> **What is expected**:
Take the lines of the material from the one containing "In [2]: # Locate the man's left" through the one containing "178,68,185,79", inclusive, and convert them into a JSON list of strings with one string per line and blank lines omitted.
====
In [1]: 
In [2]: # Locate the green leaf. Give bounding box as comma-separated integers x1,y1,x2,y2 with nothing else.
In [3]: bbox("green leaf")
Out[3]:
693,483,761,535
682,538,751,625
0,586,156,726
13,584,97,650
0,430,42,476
====
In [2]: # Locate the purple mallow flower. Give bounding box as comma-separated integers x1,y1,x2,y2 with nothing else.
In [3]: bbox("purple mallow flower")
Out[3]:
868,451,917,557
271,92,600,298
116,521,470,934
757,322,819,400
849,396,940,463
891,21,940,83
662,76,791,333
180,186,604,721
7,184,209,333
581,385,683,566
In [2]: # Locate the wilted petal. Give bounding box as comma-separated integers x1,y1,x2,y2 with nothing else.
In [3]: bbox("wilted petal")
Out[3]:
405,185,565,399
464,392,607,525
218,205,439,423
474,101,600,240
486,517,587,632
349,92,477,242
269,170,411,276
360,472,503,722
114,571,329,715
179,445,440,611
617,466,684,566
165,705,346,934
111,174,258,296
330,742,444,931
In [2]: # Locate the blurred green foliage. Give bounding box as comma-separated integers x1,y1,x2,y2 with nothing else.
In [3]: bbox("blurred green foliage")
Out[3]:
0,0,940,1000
====
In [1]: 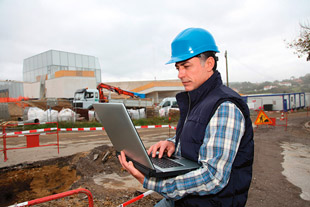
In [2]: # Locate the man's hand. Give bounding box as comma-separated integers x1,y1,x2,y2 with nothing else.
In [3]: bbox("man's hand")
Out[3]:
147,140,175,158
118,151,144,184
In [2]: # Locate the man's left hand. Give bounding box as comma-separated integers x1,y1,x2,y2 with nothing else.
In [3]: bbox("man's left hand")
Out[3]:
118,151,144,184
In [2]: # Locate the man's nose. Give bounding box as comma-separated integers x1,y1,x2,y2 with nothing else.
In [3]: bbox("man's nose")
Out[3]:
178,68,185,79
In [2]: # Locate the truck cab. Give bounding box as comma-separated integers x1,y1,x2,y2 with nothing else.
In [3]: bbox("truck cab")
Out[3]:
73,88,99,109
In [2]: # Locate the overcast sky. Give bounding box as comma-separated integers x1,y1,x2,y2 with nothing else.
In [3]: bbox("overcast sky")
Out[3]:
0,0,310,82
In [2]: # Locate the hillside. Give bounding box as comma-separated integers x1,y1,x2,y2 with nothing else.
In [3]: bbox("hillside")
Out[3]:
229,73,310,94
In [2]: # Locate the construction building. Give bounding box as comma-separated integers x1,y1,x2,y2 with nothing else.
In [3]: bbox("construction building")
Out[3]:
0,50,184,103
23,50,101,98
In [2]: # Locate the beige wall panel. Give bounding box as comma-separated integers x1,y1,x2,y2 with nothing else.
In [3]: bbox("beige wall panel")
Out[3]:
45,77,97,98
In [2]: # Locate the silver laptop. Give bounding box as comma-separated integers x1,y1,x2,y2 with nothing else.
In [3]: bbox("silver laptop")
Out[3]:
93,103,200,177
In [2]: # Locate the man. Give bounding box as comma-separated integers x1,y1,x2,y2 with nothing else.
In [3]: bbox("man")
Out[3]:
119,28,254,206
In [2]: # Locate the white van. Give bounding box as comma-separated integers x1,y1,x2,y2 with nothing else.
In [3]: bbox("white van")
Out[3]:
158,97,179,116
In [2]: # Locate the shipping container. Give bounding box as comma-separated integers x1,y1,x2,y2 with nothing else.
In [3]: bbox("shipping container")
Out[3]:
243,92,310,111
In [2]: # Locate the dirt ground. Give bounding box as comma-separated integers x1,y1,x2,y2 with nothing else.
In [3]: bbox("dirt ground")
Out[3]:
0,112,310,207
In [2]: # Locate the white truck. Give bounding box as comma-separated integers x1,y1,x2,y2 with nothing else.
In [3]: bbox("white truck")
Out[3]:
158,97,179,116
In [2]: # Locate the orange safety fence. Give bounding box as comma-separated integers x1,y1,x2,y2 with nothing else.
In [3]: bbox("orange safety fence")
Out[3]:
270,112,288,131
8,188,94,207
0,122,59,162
====
> **Exercise result**:
[
  "In [2]: # Locate the man's left hand. Give bounding box as comma-separated integers x1,y1,x2,y2 with nothing else.",
  "In [3]: bbox(\"man's left hand\")",
  "Out[3]:",
  "118,151,144,184",
  "In [2]: # Locate the man's nose. Give bounding box as comma-separated integers x1,y1,x2,y2 with nothing else.",
  "In [3]: bbox(\"man's nose\")",
  "Out[3]:",
  "178,68,185,79"
]